WHAT TO PRODUCE: Gather every line from the rows below that contains the word "black", and copy each one.

START TASK INPUT

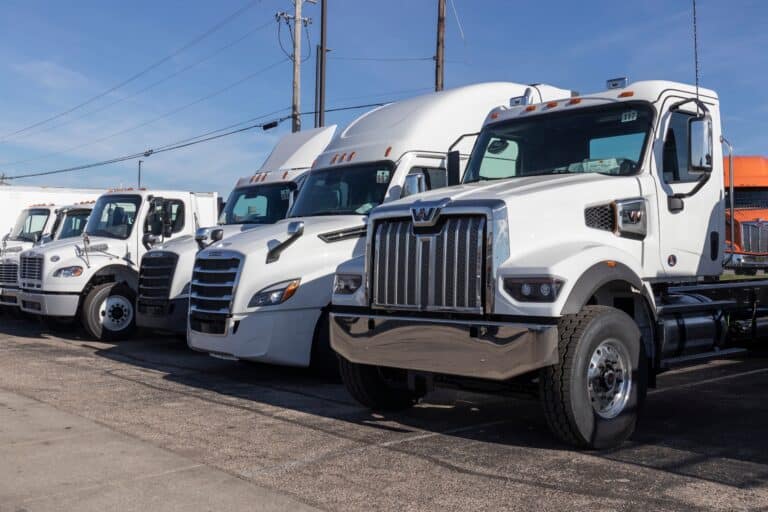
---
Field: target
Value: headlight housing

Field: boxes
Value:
[333,274,363,295]
[53,266,83,277]
[504,277,564,302]
[248,279,301,308]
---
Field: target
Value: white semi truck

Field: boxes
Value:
[19,189,218,340]
[330,80,768,448]
[136,125,336,333]
[188,83,571,368]
[0,200,95,306]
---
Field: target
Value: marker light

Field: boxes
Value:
[504,277,563,302]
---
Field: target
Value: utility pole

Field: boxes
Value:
[275,0,317,132]
[317,0,328,126]
[435,0,445,91]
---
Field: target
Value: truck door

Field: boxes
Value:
[653,93,725,278]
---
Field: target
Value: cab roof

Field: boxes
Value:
[315,82,570,168]
[235,125,336,187]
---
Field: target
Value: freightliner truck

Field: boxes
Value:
[0,201,99,306]
[188,83,570,369]
[330,80,768,448]
[19,189,218,340]
[136,126,336,334]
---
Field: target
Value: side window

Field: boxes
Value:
[480,137,519,180]
[661,112,698,183]
[170,199,184,233]
[409,167,448,190]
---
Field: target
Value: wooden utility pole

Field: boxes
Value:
[435,0,445,91]
[275,0,317,132]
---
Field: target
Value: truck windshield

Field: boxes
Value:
[290,162,394,217]
[219,181,296,224]
[85,195,141,240]
[8,208,51,242]
[464,102,653,183]
[55,210,91,240]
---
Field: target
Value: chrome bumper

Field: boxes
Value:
[330,311,558,380]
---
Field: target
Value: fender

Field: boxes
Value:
[560,262,644,315]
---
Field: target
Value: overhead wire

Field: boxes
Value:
[2,102,396,180]
[0,0,261,142]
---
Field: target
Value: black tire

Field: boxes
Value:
[539,306,647,449]
[80,283,136,341]
[339,357,423,411]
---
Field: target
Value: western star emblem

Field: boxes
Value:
[411,198,449,227]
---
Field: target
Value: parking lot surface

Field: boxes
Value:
[0,315,768,512]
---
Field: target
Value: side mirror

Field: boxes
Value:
[446,151,461,187]
[400,173,427,197]
[688,114,713,173]
[141,233,157,250]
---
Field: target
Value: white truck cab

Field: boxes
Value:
[330,80,736,448]
[188,82,571,366]
[0,201,93,306]
[19,189,218,339]
[136,125,336,333]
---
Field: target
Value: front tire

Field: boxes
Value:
[339,357,423,411]
[539,306,647,449]
[80,283,136,341]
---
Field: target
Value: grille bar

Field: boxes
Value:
[371,215,486,313]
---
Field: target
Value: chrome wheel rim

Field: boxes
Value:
[587,339,632,419]
[99,295,133,331]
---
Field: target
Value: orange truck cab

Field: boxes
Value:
[723,156,768,274]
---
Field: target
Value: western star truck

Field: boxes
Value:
[0,201,99,306]
[19,189,218,340]
[188,83,571,368]
[330,80,768,448]
[136,126,336,333]
[725,156,768,275]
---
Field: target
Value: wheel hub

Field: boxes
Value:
[587,340,632,419]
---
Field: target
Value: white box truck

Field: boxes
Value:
[19,189,218,340]
[188,82,571,368]
[0,198,102,306]
[136,125,336,334]
[330,80,768,448]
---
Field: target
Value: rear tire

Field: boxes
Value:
[80,283,136,341]
[339,357,423,411]
[539,306,647,449]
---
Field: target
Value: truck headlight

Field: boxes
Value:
[248,279,301,308]
[504,277,563,302]
[53,266,83,277]
[333,274,363,295]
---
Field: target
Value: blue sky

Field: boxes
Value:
[0,0,768,193]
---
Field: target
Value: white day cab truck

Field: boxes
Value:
[136,126,336,334]
[188,83,570,369]
[0,198,98,306]
[330,80,768,448]
[19,189,218,340]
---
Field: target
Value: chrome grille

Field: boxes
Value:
[741,222,768,252]
[371,215,486,313]
[190,252,242,315]
[138,252,179,312]
[19,255,43,281]
[0,263,19,286]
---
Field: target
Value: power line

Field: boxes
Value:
[0,59,288,166]
[0,0,261,142]
[1,21,272,143]
[4,102,386,180]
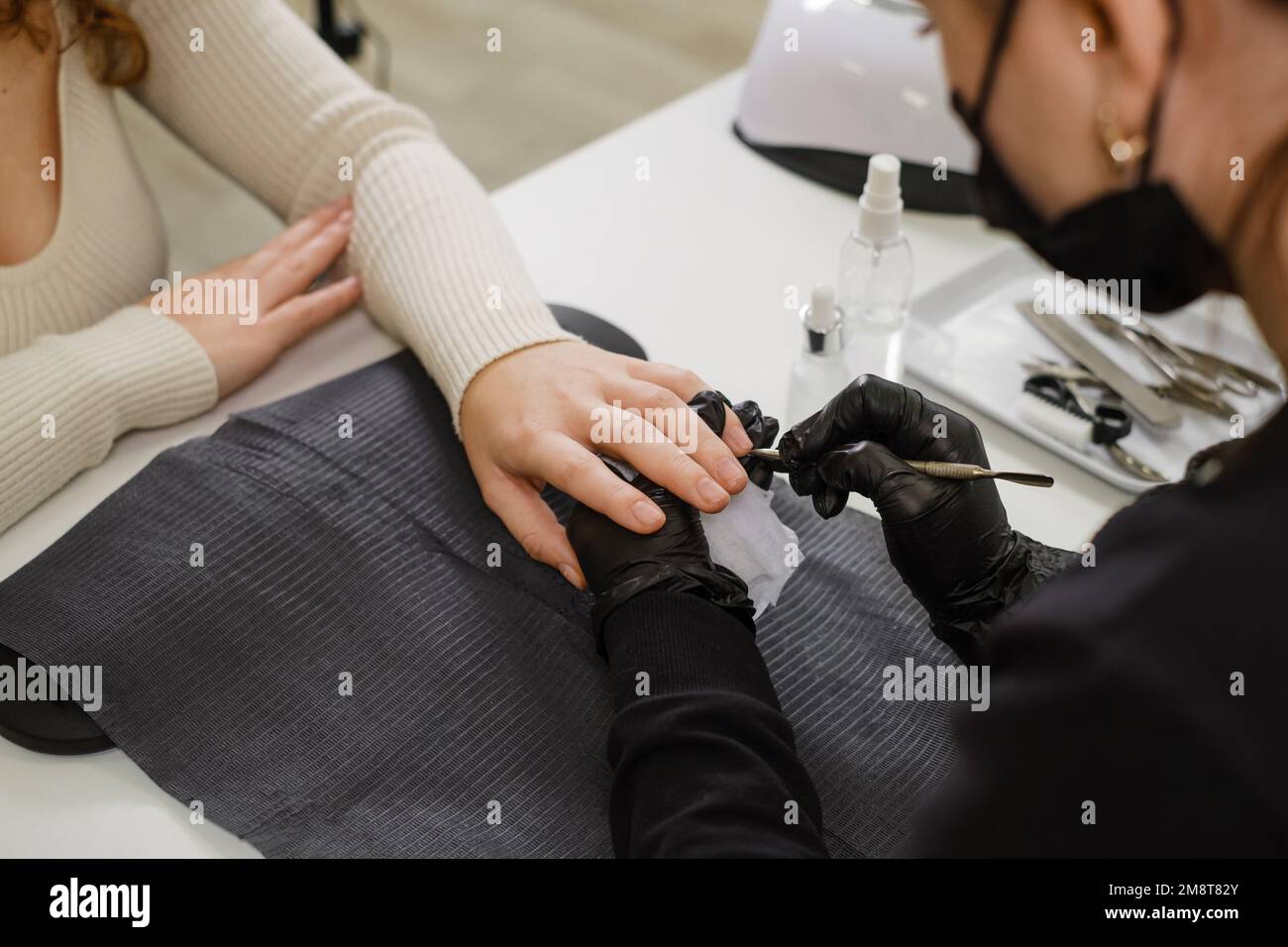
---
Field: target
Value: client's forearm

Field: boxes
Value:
[604,591,827,858]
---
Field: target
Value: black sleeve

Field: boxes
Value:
[901,489,1288,858]
[604,591,827,858]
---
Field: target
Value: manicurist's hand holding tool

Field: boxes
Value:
[767,374,1073,656]
[751,447,1055,487]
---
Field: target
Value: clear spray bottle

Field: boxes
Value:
[837,155,912,381]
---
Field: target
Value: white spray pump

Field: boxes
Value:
[837,155,912,381]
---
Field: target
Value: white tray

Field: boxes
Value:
[906,248,1283,493]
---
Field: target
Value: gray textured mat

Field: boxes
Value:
[0,353,953,856]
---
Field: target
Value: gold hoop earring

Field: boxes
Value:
[1096,102,1149,174]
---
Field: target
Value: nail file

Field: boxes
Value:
[750,447,1055,487]
[1015,303,1181,428]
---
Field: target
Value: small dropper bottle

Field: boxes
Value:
[785,283,853,428]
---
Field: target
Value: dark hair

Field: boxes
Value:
[0,0,149,85]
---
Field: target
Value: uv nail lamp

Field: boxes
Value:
[734,0,976,214]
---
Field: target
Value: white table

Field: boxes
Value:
[0,73,1129,857]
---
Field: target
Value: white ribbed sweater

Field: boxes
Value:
[0,0,571,531]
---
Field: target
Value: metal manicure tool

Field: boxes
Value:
[1015,303,1181,428]
[750,447,1055,487]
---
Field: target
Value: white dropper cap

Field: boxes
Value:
[859,154,903,240]
[804,282,836,333]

END TASK INPUT

EXPECTED ANSWER:
Value: black tire
Value: black sleeve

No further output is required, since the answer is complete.